Quote all entries exactly, leaving pictures aside.

Pointing dataset excerpts:
◆ ◆ ◆ ◆ ◆

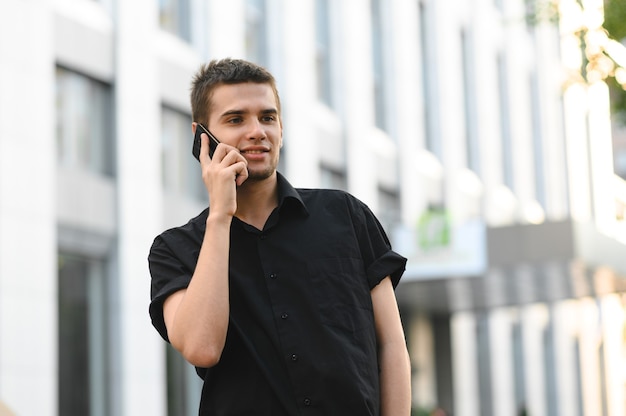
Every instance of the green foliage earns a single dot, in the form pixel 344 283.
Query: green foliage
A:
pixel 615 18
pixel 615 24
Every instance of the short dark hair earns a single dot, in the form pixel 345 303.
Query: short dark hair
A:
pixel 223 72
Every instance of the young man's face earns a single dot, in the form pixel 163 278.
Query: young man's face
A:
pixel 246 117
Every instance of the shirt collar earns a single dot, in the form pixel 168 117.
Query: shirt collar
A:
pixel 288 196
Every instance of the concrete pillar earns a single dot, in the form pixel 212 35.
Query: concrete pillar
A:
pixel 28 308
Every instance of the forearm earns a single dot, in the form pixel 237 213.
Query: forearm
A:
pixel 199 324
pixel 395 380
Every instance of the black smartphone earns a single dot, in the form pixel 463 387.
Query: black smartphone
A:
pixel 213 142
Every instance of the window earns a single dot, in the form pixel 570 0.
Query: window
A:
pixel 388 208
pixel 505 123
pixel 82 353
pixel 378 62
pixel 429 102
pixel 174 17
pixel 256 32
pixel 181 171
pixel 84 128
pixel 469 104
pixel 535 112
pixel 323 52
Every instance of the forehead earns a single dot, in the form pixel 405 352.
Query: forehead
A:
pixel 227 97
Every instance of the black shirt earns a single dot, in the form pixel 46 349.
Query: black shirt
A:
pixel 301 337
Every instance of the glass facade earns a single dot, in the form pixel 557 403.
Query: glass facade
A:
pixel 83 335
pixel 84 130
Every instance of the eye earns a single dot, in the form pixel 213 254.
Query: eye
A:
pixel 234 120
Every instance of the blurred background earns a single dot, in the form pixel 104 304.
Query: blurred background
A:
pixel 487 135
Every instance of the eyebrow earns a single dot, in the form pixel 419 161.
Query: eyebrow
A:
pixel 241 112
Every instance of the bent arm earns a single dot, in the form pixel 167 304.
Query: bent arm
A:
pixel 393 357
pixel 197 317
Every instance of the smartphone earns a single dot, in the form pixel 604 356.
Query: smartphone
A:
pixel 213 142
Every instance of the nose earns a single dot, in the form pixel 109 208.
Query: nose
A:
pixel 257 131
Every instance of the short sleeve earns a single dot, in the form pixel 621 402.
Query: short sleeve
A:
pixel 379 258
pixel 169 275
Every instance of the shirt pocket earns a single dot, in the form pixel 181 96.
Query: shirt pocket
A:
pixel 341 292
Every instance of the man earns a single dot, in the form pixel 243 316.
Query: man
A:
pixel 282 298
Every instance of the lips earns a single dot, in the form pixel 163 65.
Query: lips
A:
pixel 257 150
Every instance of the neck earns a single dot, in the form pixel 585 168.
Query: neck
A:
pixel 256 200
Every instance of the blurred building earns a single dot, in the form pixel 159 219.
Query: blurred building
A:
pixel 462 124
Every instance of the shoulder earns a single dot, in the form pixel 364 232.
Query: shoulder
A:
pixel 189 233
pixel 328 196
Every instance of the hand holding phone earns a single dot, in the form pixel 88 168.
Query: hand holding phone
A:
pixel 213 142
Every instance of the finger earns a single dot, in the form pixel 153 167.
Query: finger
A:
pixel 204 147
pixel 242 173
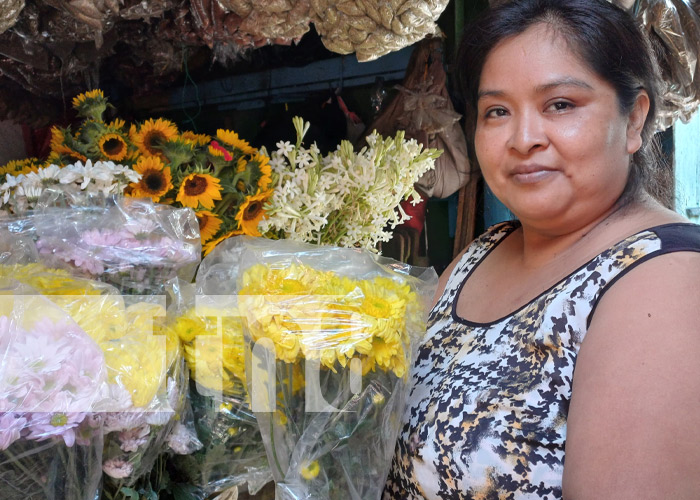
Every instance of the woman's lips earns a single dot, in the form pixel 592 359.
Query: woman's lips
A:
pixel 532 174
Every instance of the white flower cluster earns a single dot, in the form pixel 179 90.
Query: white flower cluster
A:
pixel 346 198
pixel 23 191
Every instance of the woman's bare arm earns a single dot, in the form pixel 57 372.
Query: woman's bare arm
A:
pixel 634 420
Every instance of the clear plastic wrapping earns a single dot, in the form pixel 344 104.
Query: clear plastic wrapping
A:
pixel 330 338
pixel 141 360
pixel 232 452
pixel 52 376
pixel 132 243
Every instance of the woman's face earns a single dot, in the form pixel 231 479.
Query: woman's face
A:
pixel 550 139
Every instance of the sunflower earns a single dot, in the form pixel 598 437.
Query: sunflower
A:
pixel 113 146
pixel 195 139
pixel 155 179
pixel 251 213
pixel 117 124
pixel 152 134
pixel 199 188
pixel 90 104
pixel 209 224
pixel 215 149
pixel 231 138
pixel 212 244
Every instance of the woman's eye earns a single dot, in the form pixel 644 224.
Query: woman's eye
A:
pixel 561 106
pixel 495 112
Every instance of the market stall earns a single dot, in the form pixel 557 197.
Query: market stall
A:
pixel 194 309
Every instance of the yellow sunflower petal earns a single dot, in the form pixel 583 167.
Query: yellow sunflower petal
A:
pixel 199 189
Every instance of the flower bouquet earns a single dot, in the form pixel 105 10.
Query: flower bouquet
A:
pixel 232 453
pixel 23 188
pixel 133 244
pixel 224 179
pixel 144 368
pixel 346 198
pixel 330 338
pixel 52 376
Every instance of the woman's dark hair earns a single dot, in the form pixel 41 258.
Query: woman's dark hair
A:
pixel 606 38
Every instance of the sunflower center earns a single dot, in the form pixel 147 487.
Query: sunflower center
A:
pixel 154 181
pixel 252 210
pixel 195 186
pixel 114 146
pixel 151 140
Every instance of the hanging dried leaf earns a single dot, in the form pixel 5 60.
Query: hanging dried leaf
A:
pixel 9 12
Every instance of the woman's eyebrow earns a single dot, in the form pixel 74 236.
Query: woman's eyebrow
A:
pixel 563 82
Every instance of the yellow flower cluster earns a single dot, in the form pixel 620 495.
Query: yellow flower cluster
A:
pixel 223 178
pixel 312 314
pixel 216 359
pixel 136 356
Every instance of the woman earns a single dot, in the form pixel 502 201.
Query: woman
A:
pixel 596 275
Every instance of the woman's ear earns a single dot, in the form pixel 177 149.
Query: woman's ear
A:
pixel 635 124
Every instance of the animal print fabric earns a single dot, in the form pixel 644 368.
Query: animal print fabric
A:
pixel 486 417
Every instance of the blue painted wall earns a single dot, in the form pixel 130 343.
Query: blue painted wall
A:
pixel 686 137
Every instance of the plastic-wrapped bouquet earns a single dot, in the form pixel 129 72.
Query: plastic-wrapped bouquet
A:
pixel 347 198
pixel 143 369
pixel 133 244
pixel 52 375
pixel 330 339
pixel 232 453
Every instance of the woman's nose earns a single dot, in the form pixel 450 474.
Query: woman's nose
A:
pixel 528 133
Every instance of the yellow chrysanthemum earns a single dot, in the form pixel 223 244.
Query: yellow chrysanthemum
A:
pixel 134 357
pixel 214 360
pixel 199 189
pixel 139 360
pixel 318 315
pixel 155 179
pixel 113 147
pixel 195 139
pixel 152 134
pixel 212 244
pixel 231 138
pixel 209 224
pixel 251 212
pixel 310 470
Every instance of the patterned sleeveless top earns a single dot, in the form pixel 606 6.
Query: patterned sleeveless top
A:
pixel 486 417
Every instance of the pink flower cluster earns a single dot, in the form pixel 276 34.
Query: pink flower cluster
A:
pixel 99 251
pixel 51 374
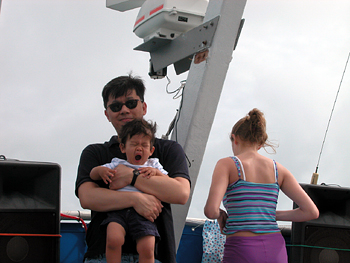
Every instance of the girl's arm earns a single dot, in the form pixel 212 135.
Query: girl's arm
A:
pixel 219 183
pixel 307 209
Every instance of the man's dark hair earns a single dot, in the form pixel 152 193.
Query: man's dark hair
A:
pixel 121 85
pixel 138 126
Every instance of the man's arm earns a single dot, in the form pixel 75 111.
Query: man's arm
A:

◆ ◆ ◆ ◆ ◆

## [RESULT BELOW]
Every instance of the green foliage earns a single dot, in the form pixel 344 283.
Query: green foliage
A:
pixel 615 18
pixel 615 24
Every instance of the short dark hair earns a single dot, in the form pixel 345 303.
Query: short dark hair
A:
pixel 223 72
Every instance of the young man's face earns a single dot, in the form pixel 163 278.
Query: young man's face
A:
pixel 246 117
Every instance of the shirt collar earns a single dot, in the form pixel 168 117.
Query: shirt collar
A:
pixel 288 196
Every instance of the concrete pillar earns a single dot, in the form pixel 212 35.
Query: concrete pillar
A:
pixel 28 308
Every instance of the forearm earns a single dot, in the form pixel 237 213.
Query: forearm
A:
pixel 199 324
pixel 395 380
Every instance of the black smartphone earns a single dot, in the form pixel 463 387.
Query: black smartphone
A:
pixel 213 142
Every instance of the window earns a single dot, in the form pixel 570 0.
Query: window
A:
pixel 388 208
pixel 505 123
pixel 82 353
pixel 378 62
pixel 429 102
pixel 174 17
pixel 256 32
pixel 181 171
pixel 84 128
pixel 469 104
pixel 535 112
pixel 323 52
Every instance of the forehead earns a single dot, in the form pixel 405 352.
Query: forehead
A:
pixel 227 97
Every instance of the black shirt earns a single dot, in the form pixel 46 349.
Query: black shirt
A:
pixel 301 337
Every instance of the glass facade earns a single dot, in the form pixel 557 403.
Query: glass facade
A:
pixel 83 335
pixel 84 130
Every instance of the eye earns a single dot, in the form pixel 213 254.
Query: eye
A:
pixel 234 120
Every instance of the blurred background earns a single dot, in the form pixel 104 304.
Query: blurred background
A:
pixel 487 135
Every instance of the eyebrow earns a single dot, in the form pixel 419 161.
Query: eyebrow
A:
pixel 241 112
Every instance of the bent arm earns a single dot, in the form pixel 167 304.
Query: bent arm
A:
pixel 393 357
pixel 197 317
Every instance of the smartphone earns a single dot, in the form pixel 604 356.
Query: smartphone
A:
pixel 213 142
Every instance of the nose earns a single dot, in the form pixel 109 208.
Query: nose
A:
pixel 257 131
Every instance of the short sleeve earns a single dot, in the form pixel 621 402.
Query: short sleeve
A:
pixel 379 258
pixel 169 275
Every instance of the shirt pocket earns a single dot, in the form pixel 181 96.
Query: shirt pocket
A:
pixel 341 292
Every instance of the man earns a single dot, in the form pixel 243 316.
Query: man
A:
pixel 282 298
Every instance of the lips earns a single dot, in the form pixel 163 65.
Query: lips
A:
pixel 257 150
Every instance of the neck earns a single dot, in the form pixel 585 168.
Query: neck
A:
pixel 256 200
Every instance of the blurred building earns a single dot, in the form pixel 159 219.
Query: blurred building
A:
pixel 462 124
Every instance of the shoulder earns a single dot, in the form pixel 364 232.
Query: shoulder
A:
pixel 189 233
pixel 328 196
Every instance of the hand holding phone earns a single dot, in the form pixel 88 168.
Query: hand holding phone
A:
pixel 213 142
Every instance of the finger earns a single dot, in the form pixel 153 167.
Query: finger
A:
pixel 204 147
pixel 242 173
Every instance of the woman's lips earns a single dot, in the form pixel 592 359.
Query: woman's lips
A:
pixel 532 174
Every instance of the white flower cluster earns a single dot, in the form pixel 179 90.
Query: white flower cluster
A:
pixel 346 198
pixel 23 191
Every instance of the woman's bare arm earns a single dot, in the form pixel 57 372.
Query: woman's bare arm
A:
pixel 634 420
Every instance of the clear plastic wrapping earns a single dot, in the form pixel 344 104.
Query: clear plastic wrapping
A:
pixel 330 338
pixel 141 360
pixel 232 452
pixel 52 376
pixel 132 243
Every instance of the woman's face earns a single dot, in the form pixel 231 479.
Query: woman's face
A:
pixel 550 139
Every instance of the sunflower earns a single dot, in the form pixel 598 437.
Query: sunflower
A:
pixel 113 146
pixel 195 139
pixel 155 179
pixel 251 213
pixel 117 124
pixel 152 134
pixel 199 188
pixel 90 104
pixel 209 224
pixel 215 149
pixel 231 138
pixel 212 244
Every instance of the woman's eye earns a single dot, in the form pixel 644 224.
Query: woman's eye
A:
pixel 561 106
pixel 495 112
Every instance of the market stall earns a single dot, in the form pixel 557 197.
Query: market stall
A:
pixel 194 309
Every instance of the yellow sunflower petal earns a single dot, in the form pixel 583 167.
Query: yellow sunflower petal
A:
pixel 199 189
Every instance of the flower bouquet earns a single dot, in the form pixel 105 10.
Query: flower bouquet
A:
pixel 232 453
pixel 23 188
pixel 133 244
pixel 224 179
pixel 144 368
pixel 346 198
pixel 330 338
pixel 52 376
Every instance of the woman's dark hair earns a single dot, in the form pixel 41 258.
Query: woman's dark hair
A:
pixel 606 38
Every instance of the sunflower center earns a single dot, in the form pixel 147 487.
Query: sunflower center
A:
pixel 154 181
pixel 252 210
pixel 195 186
pixel 114 146
pixel 151 140
Every instance of the hanging dried leaf earns a single dot, in the form pixel 5 60.
Query: hanging dried leaf
A:
pixel 9 12
Every instance of the woman's eyebrow earns a single dot, in the form pixel 74 236.
Query: woman's eyebrow
A:
pixel 563 82
Every instance of the yellow flower cluster earns a single dot, in the form pixel 620 495.
Query: yellow flower cluster
A:
pixel 223 178
pixel 312 314
pixel 216 359
pixel 136 356
Every instance of the woman earns a single dot, in the form pixel 502 201.
Query: woman
A:
pixel 596 275
Every instance of the woman's ear earns a single dot, in the form pixel 177 149.
Query: woman's ear
A:
pixel 635 124
Every instance of the animal print fabric earns a single dot, in the form pixel 644 368.
Query: animal print fabric
A:
pixel 486 417
Every instance of the blue painted wall earns a single dot, in the form pixel 130 343.
Query: blue painted wall
A:
pixel 686 137
Every instance of the plastic-wrapped bouquet earns a single dot, in the form pixel 129 72.
Query: plastic-wrapped bouquet
A:
pixel 347 198
pixel 143 369
pixel 133 244
pixel 52 375
pixel 330 339
pixel 232 453
Every instance of the woman's nose earns a single dot, in the form pixel 450 474.
Query: woman's nose
A:
pixel 528 133
Every instance of the yellow chrysanthemum earns a single dot, in the form pixel 223 244.
Query: yellow chrysanthemum
A:
pixel 134 357
pixel 214 360
pixel 199 189
pixel 139 360
pixel 318 315
pixel 155 179
pixel 113 147
pixel 195 139
pixel 152 134
pixel 212 244
pixel 231 138
pixel 209 224
pixel 251 212
pixel 310 470
Every instance of the patterned sleeveless top earns a single dot, in the form pixel 606 6.
Query: patterned sleeveless top
A:
pixel 486 417
Every instance of the pink flower cluster earns a single dot, in the form pixel 276 34.
Query: pink flower cluster
A:
pixel 99 251
pixel 51 374
Every instance of the girl's arm earns a single dot, in the form pixel 212 135.
Query: girl's arm
A:
pixel 219 183
pixel 307 209
Every instance of the man's dark hair earns a single dot, in the form pixel 152 193.
Query: man's dark hair
A:
pixel 121 85
pixel 138 126
Every instance of the man's arm earns a single dot, in the form pixel 75 111.
Query: man's arm
A:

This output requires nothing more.